### [Work required]
What appears from the first line of the records below through the line containing "of the female" must be reproduced verbatim.

### [Extracted records]
##############################

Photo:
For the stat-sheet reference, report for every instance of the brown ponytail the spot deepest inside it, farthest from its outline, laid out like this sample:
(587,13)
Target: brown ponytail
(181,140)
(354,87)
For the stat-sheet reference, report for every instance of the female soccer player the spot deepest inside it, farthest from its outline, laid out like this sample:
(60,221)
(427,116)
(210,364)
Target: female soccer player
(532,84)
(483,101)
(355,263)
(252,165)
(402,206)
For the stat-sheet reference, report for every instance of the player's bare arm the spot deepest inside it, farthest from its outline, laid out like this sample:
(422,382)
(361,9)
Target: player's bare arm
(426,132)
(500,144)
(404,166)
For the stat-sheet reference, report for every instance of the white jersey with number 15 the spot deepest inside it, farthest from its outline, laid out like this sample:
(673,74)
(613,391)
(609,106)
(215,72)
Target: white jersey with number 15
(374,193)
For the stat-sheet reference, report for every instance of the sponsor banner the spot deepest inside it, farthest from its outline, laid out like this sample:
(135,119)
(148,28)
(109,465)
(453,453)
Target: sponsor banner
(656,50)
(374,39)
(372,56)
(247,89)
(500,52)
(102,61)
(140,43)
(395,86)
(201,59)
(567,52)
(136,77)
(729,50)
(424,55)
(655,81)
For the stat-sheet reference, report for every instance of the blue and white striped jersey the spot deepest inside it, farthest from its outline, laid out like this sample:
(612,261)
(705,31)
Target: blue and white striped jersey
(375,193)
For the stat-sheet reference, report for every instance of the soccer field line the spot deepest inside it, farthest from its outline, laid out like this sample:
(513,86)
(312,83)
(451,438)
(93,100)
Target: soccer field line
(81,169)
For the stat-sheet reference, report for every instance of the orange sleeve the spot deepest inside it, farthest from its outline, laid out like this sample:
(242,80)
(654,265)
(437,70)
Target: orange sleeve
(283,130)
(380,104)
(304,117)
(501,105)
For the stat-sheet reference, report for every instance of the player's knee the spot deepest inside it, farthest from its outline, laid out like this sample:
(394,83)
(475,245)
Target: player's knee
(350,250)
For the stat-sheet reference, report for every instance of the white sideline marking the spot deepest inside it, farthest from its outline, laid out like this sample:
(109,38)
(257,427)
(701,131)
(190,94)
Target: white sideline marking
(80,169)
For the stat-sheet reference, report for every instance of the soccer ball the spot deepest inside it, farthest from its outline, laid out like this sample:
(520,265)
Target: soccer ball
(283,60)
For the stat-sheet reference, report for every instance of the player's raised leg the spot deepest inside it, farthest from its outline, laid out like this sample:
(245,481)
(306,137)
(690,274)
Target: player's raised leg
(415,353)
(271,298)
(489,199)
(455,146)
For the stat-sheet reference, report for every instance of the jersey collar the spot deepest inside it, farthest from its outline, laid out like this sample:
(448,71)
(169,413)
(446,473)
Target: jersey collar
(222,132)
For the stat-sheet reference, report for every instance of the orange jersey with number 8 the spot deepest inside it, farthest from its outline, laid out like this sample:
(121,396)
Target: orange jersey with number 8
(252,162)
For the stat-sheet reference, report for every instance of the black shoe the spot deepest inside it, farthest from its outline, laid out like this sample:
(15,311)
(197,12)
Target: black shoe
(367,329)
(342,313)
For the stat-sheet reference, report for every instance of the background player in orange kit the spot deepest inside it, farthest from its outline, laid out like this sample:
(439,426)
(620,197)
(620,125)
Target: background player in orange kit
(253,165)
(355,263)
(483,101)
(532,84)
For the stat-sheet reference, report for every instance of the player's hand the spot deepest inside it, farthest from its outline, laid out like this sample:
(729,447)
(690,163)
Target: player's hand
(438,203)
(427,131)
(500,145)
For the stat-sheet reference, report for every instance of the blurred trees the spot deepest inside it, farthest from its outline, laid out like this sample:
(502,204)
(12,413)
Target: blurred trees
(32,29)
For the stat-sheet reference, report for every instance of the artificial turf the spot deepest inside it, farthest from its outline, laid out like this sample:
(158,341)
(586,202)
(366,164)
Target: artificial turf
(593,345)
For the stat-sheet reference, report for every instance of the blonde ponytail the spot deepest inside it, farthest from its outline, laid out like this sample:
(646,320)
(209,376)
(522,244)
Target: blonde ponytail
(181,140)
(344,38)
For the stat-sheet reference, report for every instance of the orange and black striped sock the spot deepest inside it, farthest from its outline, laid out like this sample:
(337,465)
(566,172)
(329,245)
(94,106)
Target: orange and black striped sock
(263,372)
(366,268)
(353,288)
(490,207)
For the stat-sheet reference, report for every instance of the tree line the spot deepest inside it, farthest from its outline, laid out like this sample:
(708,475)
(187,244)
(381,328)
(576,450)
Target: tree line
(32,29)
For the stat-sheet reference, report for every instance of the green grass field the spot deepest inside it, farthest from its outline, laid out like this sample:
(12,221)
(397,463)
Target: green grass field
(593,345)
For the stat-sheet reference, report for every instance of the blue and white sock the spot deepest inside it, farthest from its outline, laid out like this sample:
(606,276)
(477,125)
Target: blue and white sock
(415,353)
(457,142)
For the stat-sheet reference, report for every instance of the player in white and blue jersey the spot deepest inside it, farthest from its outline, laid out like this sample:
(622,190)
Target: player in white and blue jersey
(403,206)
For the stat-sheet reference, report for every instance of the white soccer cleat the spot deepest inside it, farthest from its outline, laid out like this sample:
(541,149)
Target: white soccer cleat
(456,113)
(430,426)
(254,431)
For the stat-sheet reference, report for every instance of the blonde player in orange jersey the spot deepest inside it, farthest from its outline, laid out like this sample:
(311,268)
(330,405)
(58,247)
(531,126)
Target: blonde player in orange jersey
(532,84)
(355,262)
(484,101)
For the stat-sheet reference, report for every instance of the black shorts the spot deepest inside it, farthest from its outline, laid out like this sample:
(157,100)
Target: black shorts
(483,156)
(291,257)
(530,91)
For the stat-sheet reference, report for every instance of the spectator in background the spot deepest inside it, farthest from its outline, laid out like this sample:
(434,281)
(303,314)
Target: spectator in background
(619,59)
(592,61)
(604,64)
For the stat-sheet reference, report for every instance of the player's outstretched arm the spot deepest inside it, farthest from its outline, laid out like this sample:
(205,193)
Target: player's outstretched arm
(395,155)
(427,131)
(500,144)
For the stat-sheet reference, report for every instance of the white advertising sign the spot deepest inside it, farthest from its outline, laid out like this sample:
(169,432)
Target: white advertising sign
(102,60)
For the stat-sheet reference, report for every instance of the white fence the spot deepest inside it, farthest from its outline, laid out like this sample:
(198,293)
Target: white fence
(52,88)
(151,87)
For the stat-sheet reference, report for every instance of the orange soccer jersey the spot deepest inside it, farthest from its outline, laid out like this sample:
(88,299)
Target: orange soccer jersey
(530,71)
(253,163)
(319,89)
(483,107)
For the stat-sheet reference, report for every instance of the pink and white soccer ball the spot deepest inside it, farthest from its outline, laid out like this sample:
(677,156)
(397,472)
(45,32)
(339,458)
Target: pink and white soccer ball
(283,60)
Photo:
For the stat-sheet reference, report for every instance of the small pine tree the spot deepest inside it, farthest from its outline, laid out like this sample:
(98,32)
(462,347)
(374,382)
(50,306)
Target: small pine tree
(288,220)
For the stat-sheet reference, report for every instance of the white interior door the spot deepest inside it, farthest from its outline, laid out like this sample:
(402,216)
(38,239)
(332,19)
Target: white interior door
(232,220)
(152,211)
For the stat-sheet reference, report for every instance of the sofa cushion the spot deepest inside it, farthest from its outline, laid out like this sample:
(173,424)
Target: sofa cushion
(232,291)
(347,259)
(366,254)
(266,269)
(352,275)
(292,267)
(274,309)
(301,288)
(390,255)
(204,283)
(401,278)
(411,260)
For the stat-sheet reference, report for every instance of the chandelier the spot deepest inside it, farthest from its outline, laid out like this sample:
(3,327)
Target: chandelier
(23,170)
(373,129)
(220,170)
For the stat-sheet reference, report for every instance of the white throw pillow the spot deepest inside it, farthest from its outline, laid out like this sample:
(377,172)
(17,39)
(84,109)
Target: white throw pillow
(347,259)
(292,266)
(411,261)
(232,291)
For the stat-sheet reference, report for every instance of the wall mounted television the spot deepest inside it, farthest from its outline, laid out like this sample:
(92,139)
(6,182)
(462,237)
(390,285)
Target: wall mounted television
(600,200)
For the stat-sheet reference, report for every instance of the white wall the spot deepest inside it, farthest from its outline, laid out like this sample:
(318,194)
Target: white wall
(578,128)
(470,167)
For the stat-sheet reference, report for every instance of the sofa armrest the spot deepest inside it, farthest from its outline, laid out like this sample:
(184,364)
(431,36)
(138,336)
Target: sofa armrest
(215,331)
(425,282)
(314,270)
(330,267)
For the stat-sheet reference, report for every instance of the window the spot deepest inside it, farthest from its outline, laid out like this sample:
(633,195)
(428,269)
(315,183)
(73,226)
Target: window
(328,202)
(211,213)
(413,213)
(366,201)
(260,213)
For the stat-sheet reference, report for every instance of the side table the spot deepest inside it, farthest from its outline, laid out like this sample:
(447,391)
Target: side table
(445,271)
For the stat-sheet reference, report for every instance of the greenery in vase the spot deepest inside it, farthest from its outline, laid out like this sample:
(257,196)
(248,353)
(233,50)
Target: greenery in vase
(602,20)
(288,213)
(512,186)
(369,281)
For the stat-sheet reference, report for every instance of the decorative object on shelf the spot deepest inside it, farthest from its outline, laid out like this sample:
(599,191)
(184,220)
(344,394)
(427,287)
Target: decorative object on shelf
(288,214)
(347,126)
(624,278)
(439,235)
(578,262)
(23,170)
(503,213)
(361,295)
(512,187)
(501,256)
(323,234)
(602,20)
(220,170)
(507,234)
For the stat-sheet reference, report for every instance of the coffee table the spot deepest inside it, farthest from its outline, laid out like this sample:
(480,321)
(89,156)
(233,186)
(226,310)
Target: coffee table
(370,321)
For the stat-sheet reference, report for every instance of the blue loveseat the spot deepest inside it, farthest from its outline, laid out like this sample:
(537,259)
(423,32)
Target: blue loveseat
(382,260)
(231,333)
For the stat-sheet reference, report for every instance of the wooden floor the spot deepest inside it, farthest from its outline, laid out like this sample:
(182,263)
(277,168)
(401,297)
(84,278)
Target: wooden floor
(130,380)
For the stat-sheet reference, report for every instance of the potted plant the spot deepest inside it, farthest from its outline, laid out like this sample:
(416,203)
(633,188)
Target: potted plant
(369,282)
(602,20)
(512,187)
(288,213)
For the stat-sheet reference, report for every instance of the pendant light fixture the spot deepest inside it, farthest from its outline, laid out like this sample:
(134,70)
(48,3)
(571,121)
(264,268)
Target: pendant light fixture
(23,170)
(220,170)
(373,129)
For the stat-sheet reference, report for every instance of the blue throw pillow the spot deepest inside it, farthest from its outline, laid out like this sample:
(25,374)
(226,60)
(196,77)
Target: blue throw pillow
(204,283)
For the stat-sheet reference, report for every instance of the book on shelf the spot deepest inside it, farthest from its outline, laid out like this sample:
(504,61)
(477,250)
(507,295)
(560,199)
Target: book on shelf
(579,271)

##############################

### [Exercise result]
Photo:
For the stat-sheet reference, report for every instance of the brown ponytail the spot deepest inside it, farthest from its outline, laid out like this sample:
(587,13)
Target: brown ponytail
(181,140)
(354,87)
For the stat-sheet reference, report for every instance of the female soccer player the spot deepest inside it, farthest from its outline, laid out like this sample:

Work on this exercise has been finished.